=== To do ===
Please start at the first line of the records beneath and quote each line exactly, ending with the line containing "see the image above? find the candle".

[Data records]
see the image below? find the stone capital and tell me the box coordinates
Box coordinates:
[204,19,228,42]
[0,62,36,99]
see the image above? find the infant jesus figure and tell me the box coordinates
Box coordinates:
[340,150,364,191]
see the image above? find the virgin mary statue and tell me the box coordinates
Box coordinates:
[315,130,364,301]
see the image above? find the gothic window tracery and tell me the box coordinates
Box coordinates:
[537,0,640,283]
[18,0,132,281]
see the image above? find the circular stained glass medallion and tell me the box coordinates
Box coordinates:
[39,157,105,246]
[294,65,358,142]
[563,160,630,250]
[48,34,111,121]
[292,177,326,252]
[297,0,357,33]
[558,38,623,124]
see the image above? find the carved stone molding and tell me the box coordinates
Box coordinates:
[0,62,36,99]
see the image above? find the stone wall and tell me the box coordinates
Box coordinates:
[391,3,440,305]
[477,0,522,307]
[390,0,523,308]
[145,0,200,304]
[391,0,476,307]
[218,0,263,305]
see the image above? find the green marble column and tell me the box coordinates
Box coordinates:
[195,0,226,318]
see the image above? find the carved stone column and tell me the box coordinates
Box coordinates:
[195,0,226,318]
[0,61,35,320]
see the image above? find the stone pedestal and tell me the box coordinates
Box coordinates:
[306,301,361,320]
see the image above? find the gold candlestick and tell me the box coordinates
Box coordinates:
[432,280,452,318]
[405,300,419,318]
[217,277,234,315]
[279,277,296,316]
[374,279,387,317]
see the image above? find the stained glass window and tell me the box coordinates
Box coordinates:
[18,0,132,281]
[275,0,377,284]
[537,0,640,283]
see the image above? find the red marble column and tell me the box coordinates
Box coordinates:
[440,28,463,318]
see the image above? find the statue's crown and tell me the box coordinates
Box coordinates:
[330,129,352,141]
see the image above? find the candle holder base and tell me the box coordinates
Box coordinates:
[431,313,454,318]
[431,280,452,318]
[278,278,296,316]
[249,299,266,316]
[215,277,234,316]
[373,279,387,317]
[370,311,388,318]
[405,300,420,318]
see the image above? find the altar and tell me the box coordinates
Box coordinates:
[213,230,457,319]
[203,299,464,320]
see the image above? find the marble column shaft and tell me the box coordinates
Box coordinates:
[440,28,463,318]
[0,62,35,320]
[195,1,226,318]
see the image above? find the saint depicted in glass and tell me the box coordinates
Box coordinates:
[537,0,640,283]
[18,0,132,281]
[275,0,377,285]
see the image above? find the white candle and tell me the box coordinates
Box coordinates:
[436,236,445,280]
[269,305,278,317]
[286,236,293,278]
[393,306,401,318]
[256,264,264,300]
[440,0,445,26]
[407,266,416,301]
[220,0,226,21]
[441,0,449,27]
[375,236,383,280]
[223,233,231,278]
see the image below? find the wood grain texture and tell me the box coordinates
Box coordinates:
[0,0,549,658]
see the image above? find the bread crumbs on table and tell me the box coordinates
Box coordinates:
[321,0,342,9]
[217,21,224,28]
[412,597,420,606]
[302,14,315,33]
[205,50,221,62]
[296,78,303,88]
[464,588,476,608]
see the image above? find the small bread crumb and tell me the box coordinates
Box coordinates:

=== Result ===
see the image below? find the stone capital and tell me the box coordinates
Box coordinates:
[204,19,228,42]
[0,62,36,99]
see the image above? find the infant jesus figure and tell me the box coordinates
Box coordinates:
[340,150,364,191]
see the image above? find the virgin mary statue and tell me the box coordinates
Box coordinates:
[315,130,364,301]
see the image above? find the gothic window tracery and tell me the box coordinates
Box coordinates:
[537,0,640,283]
[18,0,132,281]
see the image above? find the circular stained glass medallion and tell me the box coordinates
Box coordinates:
[39,157,105,246]
[294,65,358,142]
[563,160,630,250]
[48,34,111,121]
[292,177,326,252]
[297,0,357,33]
[558,38,623,124]
see the image above? find the carved stone molding and tell me the box coordinates
Box coordinates:
[0,62,36,99]
see the image above? find the stone wall and tell me the box coordinates
Box coordinates:
[391,3,440,305]
[477,0,522,307]
[390,0,523,308]
[145,0,200,304]
[391,0,476,307]
[218,0,263,305]
see the image above? find the green marble column and tell me the box coordinates
Box coordinates:
[195,0,226,318]
see the image above? find the carved stone column and tell me the box coordinates
Box coordinates:
[195,0,226,318]
[0,61,35,320]
see the image above? find the stone pedestal and tell me the box coordinates
Box coordinates:
[306,301,361,320]
see the image above? find the gold candlestick and tell me the box coordinates
Box coordinates:
[432,280,452,318]
[405,300,419,318]
[217,277,234,315]
[279,277,296,316]
[374,279,387,317]
see the image above? find the stained glass window and tell me the box coordinates
Box coordinates:
[18,0,132,281]
[275,0,377,284]
[537,0,640,283]
see the image above? find the red marble column and tell me the box coordinates
Box coordinates:
[440,28,463,318]
see the image above? find the statue's crown and tell me the box coordinates
Box coordinates:
[330,129,352,141]
see the image above? find the candle holder base and tell me the box coordinates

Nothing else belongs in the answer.